Beginning at the line that contains "Point on each instance of the man's glasses.", transcribe the remaining lines of the listing exactly; include the final line and omit everything before.

A block of data:
********

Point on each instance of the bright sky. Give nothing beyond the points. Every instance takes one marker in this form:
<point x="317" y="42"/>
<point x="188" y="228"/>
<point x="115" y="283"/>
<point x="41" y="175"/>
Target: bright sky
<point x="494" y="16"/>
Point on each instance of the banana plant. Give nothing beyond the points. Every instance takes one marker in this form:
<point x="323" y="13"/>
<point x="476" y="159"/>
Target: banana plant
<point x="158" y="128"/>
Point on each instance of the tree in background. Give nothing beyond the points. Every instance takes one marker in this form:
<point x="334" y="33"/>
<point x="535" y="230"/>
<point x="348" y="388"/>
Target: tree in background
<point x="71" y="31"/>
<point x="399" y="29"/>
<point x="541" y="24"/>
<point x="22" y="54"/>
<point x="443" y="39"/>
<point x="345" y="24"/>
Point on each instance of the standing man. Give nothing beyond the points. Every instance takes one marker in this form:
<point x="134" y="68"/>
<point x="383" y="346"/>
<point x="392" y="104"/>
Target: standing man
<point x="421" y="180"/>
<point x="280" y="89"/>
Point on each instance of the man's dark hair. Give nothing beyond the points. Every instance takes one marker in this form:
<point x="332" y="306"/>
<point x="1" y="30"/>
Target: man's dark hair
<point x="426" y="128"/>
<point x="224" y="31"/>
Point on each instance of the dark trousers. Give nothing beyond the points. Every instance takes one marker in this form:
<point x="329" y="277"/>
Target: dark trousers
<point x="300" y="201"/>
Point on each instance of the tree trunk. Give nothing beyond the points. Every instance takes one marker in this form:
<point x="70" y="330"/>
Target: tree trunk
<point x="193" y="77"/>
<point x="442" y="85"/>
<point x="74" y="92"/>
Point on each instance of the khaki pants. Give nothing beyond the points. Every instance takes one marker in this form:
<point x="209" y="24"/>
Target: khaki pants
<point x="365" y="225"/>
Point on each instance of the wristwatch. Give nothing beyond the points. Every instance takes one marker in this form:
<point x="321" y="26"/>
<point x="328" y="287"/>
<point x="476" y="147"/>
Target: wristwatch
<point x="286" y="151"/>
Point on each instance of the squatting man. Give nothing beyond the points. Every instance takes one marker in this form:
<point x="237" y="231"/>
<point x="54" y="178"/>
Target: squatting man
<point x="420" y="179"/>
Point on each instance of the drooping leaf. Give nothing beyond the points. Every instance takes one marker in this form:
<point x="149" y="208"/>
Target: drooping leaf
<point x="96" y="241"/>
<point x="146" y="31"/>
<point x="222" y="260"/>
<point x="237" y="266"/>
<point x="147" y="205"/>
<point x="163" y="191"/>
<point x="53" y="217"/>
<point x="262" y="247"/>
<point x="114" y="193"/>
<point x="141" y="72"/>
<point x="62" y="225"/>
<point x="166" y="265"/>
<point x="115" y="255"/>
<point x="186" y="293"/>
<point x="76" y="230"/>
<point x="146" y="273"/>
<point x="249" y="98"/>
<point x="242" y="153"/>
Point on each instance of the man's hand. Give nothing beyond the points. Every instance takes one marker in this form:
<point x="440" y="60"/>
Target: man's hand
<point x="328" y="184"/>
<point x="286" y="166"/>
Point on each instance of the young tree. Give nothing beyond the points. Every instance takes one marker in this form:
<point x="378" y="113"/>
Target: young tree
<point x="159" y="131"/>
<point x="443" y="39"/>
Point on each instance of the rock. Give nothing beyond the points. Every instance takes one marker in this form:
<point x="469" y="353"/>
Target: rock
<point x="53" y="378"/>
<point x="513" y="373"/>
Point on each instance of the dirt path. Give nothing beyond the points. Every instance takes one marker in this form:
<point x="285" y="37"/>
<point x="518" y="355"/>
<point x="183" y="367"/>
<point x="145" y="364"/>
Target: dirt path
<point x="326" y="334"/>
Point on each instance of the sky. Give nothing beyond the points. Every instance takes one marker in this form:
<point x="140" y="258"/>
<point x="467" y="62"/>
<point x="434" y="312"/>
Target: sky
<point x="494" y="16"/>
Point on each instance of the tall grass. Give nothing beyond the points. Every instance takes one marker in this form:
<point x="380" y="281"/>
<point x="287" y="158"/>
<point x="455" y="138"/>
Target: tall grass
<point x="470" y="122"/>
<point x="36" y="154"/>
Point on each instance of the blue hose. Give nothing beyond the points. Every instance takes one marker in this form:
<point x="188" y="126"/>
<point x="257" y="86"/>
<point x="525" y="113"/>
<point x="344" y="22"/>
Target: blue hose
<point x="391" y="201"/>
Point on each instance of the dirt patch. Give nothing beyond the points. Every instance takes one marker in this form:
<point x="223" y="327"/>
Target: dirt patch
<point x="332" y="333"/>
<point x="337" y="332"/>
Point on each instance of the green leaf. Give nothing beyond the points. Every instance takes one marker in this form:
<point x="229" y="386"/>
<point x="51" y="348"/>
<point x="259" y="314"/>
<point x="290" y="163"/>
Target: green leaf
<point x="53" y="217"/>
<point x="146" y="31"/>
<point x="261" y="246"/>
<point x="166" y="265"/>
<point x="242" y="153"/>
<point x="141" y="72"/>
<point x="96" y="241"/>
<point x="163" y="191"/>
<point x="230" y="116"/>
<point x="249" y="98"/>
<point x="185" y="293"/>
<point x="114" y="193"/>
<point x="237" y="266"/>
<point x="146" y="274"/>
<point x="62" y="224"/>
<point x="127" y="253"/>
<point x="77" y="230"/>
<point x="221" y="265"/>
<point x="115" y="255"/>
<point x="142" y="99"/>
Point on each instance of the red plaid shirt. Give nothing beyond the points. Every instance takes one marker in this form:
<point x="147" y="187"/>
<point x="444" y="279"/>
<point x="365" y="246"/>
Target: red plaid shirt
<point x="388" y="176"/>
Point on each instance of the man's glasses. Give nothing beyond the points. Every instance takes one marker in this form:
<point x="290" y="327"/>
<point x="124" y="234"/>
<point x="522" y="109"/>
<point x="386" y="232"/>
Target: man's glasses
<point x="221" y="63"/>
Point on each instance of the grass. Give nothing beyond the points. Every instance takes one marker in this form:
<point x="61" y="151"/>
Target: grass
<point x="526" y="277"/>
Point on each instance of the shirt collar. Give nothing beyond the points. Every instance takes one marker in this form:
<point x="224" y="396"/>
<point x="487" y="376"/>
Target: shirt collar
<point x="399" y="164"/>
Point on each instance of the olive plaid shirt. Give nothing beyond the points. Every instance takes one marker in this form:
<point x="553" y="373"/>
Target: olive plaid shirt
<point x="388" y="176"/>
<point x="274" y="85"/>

********

__Expected answer__:
Point on each instance of the man's glasses. Give nothing beyond the points. Every instance takes one marker in this form:
<point x="290" y="327"/>
<point x="124" y="234"/>
<point x="522" y="109"/>
<point x="386" y="232"/>
Target: man's glasses
<point x="221" y="63"/>
Point on each instance of the grass. Give nothing beyond the points. Every instance takes one marker in this form:
<point x="61" y="151"/>
Target: grass
<point x="526" y="277"/>
Point on each instance of the shirt collar. Give nothing beyond the points. Every instance takes one marker in this form:
<point x="224" y="396"/>
<point x="487" y="376"/>
Target: shirt collar
<point x="399" y="164"/>
Point on each instance of the olive plaid shirt. Give nothing beyond the points. Every instance takes one marker in this form:
<point x="553" y="373"/>
Target: olive plaid shirt
<point x="388" y="176"/>
<point x="274" y="85"/>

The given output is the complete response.